▸ EXERCISE DIRECTIONS:
From the records below, print only the part that opens with the line containing "In this photo, where can the ornate" and closes with the line containing "In this photo, where can the wooden"; omit the pictures.

══ DATA FOR THIS EXERCISE

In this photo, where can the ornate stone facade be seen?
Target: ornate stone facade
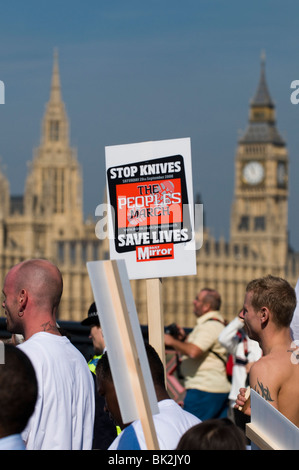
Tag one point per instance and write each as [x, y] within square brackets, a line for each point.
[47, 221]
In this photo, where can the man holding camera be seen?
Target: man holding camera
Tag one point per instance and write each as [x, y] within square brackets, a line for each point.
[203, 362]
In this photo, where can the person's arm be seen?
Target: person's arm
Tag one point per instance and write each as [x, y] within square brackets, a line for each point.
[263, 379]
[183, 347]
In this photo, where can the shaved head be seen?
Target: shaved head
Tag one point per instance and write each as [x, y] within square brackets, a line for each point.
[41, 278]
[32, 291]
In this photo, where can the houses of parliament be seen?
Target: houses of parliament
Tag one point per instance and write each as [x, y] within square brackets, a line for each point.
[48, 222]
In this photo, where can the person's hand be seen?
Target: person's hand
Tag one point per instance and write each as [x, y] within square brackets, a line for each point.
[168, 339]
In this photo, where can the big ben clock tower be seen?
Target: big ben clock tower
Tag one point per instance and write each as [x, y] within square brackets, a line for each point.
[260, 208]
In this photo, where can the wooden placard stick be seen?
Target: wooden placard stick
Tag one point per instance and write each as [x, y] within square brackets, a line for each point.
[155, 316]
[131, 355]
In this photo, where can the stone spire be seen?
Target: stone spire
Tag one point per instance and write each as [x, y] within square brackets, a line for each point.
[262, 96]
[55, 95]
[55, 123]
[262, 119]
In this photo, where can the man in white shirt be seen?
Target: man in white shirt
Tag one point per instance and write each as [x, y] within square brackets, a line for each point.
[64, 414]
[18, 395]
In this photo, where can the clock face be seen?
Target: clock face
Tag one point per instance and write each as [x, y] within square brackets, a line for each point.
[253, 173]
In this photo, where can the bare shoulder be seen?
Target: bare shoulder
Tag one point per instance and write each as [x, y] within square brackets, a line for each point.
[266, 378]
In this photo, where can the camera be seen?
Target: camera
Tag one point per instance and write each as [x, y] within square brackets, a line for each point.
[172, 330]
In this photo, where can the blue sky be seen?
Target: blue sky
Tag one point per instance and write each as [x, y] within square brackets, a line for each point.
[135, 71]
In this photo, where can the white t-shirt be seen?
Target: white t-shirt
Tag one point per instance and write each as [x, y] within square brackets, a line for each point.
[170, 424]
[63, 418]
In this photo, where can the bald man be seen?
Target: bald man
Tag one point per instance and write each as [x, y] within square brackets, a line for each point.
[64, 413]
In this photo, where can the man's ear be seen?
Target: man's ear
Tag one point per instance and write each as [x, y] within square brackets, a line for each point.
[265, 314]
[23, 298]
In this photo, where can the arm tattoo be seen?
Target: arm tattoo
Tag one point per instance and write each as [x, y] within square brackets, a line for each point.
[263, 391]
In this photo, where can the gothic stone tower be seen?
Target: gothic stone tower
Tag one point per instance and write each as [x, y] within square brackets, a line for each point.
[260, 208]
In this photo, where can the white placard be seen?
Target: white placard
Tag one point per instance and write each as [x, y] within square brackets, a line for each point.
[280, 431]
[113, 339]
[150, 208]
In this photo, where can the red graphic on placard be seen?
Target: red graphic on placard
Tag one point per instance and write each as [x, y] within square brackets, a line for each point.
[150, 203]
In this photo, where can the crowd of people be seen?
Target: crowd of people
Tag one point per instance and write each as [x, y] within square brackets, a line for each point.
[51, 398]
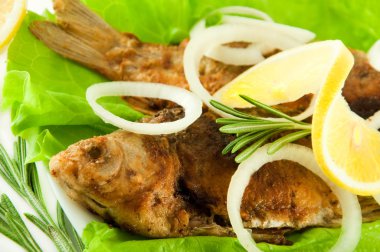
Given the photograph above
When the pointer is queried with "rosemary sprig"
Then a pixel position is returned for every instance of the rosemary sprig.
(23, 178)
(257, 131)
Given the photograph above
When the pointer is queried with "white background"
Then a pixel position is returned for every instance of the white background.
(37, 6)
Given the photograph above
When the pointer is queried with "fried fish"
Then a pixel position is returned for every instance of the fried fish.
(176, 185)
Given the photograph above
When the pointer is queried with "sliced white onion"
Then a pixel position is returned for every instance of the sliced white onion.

════
══ DATA FOR THIS EXERCISE

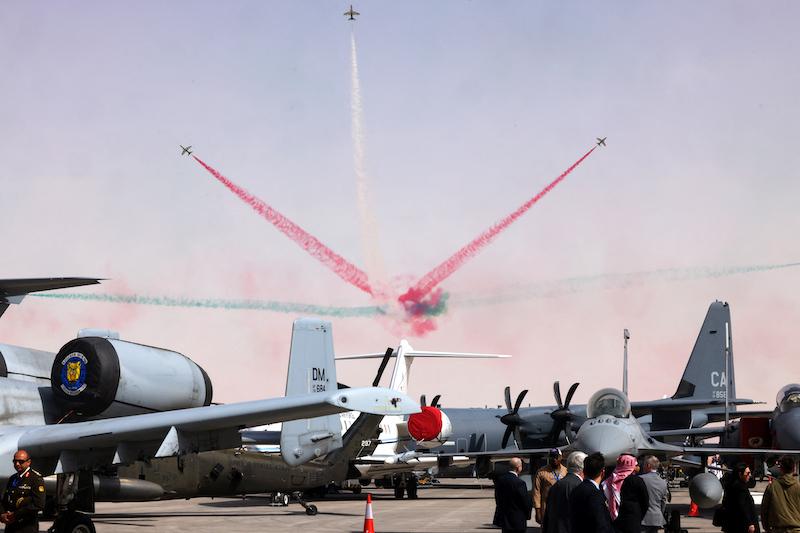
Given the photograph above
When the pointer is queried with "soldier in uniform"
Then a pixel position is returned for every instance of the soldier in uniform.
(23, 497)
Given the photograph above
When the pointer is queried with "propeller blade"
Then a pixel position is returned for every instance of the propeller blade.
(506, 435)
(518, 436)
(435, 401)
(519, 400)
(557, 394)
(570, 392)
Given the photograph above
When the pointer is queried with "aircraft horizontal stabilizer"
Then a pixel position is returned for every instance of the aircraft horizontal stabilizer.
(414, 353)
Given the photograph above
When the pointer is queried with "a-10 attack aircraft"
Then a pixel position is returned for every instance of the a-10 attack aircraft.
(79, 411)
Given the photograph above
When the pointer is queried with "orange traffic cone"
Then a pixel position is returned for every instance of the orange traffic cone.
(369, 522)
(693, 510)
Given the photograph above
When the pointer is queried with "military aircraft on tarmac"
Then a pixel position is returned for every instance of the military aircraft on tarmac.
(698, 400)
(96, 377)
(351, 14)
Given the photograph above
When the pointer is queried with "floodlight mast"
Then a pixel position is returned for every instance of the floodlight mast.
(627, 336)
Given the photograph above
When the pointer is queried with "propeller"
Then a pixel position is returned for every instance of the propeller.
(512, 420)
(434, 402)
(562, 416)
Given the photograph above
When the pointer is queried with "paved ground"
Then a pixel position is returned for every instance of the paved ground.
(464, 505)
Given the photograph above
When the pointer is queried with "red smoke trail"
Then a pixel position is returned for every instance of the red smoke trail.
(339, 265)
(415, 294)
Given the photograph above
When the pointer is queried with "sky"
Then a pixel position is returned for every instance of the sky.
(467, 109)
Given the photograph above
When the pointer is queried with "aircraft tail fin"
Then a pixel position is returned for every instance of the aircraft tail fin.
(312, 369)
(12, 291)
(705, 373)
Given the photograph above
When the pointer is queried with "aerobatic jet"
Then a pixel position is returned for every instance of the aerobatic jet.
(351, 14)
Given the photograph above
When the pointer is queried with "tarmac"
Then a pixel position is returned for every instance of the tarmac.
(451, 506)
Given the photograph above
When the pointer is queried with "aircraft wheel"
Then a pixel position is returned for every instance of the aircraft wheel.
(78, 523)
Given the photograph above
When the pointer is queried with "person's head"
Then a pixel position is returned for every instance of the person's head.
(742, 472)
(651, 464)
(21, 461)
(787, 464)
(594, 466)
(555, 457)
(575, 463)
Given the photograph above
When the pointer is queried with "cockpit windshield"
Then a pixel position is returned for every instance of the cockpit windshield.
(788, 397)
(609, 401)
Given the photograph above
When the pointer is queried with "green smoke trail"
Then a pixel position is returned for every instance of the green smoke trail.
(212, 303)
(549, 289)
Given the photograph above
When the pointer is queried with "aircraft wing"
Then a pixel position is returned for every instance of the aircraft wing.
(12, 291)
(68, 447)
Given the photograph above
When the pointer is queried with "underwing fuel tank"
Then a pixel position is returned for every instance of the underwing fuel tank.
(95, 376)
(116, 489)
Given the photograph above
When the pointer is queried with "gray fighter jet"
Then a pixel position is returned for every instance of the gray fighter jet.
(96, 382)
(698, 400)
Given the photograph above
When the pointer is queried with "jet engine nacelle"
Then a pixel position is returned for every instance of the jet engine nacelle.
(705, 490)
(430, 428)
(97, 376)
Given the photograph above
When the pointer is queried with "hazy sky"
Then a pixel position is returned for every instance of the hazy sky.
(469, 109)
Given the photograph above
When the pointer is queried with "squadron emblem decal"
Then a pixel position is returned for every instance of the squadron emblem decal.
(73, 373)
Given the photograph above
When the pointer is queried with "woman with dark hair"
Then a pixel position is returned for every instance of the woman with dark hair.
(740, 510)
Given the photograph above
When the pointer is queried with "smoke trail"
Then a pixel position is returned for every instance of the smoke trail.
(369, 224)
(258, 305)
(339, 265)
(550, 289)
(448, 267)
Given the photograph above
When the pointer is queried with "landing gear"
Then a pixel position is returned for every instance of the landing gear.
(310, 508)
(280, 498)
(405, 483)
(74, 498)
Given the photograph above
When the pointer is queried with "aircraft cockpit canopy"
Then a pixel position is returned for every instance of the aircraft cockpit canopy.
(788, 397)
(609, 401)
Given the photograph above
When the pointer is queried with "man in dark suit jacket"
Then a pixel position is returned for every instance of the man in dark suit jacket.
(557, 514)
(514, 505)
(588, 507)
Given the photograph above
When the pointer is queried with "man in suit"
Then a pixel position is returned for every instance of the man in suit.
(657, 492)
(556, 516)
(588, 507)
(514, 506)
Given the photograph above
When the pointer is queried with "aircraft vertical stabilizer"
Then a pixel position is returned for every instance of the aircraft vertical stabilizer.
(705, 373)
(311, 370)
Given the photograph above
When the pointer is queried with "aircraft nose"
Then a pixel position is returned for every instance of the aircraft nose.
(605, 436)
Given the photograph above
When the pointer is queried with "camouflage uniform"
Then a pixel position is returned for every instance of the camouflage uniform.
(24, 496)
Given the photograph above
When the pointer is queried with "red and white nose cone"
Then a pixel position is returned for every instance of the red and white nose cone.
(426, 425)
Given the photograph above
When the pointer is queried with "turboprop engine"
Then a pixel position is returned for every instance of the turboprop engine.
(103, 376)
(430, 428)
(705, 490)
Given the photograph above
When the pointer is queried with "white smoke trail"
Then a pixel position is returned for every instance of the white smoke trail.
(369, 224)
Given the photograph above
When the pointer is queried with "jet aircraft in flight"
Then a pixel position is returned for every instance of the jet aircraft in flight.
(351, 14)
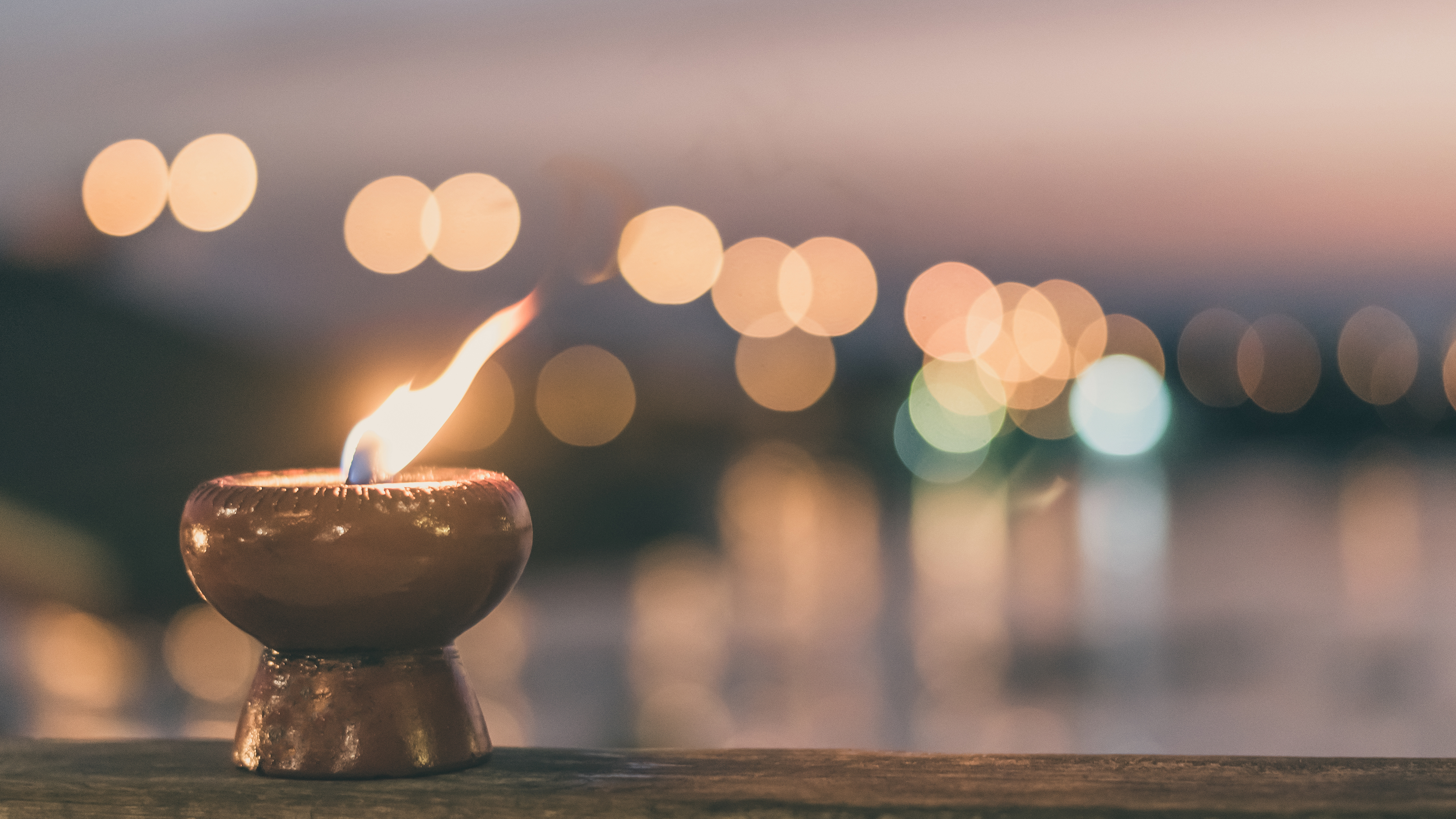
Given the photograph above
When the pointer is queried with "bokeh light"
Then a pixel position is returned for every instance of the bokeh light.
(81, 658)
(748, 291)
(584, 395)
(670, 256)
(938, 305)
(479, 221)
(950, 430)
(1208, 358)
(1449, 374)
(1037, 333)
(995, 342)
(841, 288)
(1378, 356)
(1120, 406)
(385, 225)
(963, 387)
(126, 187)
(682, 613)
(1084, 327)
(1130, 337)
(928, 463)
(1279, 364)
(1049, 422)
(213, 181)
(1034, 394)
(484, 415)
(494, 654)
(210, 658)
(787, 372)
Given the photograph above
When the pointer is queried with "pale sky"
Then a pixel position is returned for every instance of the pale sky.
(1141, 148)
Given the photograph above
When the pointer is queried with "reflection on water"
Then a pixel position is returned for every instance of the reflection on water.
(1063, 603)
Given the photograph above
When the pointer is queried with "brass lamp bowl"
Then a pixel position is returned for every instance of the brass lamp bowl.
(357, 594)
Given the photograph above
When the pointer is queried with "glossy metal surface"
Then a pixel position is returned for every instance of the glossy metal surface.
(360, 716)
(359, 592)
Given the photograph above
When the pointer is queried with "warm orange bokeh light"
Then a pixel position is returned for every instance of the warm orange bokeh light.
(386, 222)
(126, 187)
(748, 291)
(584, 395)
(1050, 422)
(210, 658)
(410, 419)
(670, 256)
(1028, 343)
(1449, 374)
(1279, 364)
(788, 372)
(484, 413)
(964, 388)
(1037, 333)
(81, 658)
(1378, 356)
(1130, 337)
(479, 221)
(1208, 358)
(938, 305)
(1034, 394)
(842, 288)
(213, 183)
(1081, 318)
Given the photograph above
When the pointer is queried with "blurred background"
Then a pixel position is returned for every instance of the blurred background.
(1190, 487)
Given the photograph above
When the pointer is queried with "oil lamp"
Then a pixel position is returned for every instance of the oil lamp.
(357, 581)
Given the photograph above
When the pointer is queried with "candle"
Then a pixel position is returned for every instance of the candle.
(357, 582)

════

▸ EXERCISE OUTPUT:
In this photo, where can the ornate stone facade be seen?
Target: ornate stone facade
Tag one point per instance and write each as [x, y] within square brackets, a line for each point.
[47, 221]
In this photo, where can the man holding camera be seen?
Target: man holding camera
Tag one point per instance and write each as [x, y] within square brackets, a line for each point.
[203, 362]
In this photo, where can the person's arm be seen?
Target: person's arm
Tag one point per instance and write each as [x, y] within square brackets, a line for each point.
[263, 379]
[183, 347]
In this photo, where can the shaved head be seen?
Target: shaved head
Tag one point per instance and write each as [x, y] within square brackets, a line for each point.
[41, 278]
[32, 291]
In this photo, where can the houses of parliament be seen?
Target: houses of parliament
Tag one point per instance and write each as [x, y] within square brackets, a line for each point.
[48, 222]
In this photo, where can the person's hand be seen?
Target: person's hand
Tag one point per instance and write each as [x, y] within square brackets, a line for each point.
[168, 339]
In this photo, where can the big ben clock tower be seen?
Target: big ben clock tower
Tag one point per instance and write each as [x, y] within square brackets, a line for each point.
[260, 208]
In this photo, where can the wooden placard stick be seen?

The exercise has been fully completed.